DÜNYAYI KİM NASIL KURUYOR

3.12.2013 - kilicdaroglu partisinin grup toplantisinda konustu 111777 5

ABD teknolojideki ilerlemesiyle kaya katmanlarına sıkışmış gaz ve petrol kaynaklarını işleyebiliyor.
2035 yılında enerji açısından kendine yeten ve dünyaya enerji ihraç eden bir ülke olarak siyasi ve ekonomik gücünü konsolide edeceğini öngörüyor.

*
Bu projeksiyonla, Rusya’dan geçen hatlara bağımlılıklarının kaldırılması için Hazar ülkelerinin bağımsızlığı, alternatif ihraç yollarının bulunması,mevcut rejimiyle İran’ın Hazar enerjisinde rol almamasını öngören,”Hazar Havzasının Enerji Kalkınması Projesi”ni,
Ortadoğu ülkelerini belirli ekonomik ve demokratik kriterlerle olgunlaştırmak ve ekonomilerinin bağlı olduğu petrol ve gaz akışının Hürmüz Boğazı ve Doğu Akdeniz su yollarından serbest olarak yapılmasını öngören “Büyük Ortadoğu Projesi”ni modifiye ediyor.

__________

* İstenen görevler
**a.** Belge alıntısına göre ABD, enerji açısından kendine yeten bir ülke olmayı hangi yıl için öngörüyor?
**b.** ABD'nin enerji stratejisini anlatan belge alıntısını son cümlesinden sonra sürdürün.
Satırların bu işte hiçbir rolü yoktur.

* Kaynak malzeme
__________

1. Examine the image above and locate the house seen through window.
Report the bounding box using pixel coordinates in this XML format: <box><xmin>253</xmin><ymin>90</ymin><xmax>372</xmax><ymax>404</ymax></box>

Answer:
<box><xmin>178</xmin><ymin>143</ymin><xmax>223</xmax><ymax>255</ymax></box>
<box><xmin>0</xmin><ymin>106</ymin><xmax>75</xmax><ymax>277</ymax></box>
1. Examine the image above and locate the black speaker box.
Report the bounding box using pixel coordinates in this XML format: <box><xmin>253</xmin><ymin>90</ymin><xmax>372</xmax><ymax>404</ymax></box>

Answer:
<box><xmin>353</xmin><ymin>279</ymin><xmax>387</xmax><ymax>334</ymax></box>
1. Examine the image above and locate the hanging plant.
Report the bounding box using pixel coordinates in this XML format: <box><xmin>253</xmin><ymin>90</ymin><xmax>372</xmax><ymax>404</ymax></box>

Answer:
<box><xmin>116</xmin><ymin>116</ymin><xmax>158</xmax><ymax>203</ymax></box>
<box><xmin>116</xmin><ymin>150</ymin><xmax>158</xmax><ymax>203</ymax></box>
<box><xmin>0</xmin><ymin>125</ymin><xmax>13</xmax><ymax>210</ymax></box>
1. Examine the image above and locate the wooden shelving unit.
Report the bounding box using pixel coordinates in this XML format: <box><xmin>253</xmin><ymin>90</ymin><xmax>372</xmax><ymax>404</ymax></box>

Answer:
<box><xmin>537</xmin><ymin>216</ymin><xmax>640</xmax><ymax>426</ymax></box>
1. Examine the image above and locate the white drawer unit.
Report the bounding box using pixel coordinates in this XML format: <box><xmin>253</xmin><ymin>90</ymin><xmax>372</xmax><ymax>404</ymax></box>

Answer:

__________

* Çözülmüş sorular
**a.** 2035 yılı için.

**b.**
*
Ya? Gelişmekte olan ülkelerin teknolojik olarak gelişmemiş üretime bağlı olmaları yüzünden gelişmiş ülke kategorisine ulaşamayışlarından yararlanıyor.
Tek küresel sistem içinde yer alan ve onun çevresinde birbirine bağlı yapıda ve ilgileri farklı -mesela, Rusya gibi ülkelerin genel ekonominin gündemi içinde benzer yaklaşımlarda değil,kendilerine en uygun seçeneğin yükümlülüklerini üstlenecekleri yeni bir Avrasya öngörüyor.

*
Yeni Ortadoğu için Rusya ile birlikte -işte, İsrail-Filistin arasındaki yeni bir barış planı başlığında: Yeni Suriye’nin kurulması,İran’ın nükleer programının diplomatik usullerle engellenmesi, Sünni-Şii ekseninde yumuşamayı teminen Suudi Arabistan- İran dengesinin oluşması, Irak’ta sükûnetin sağlanmasına çalışılıyor.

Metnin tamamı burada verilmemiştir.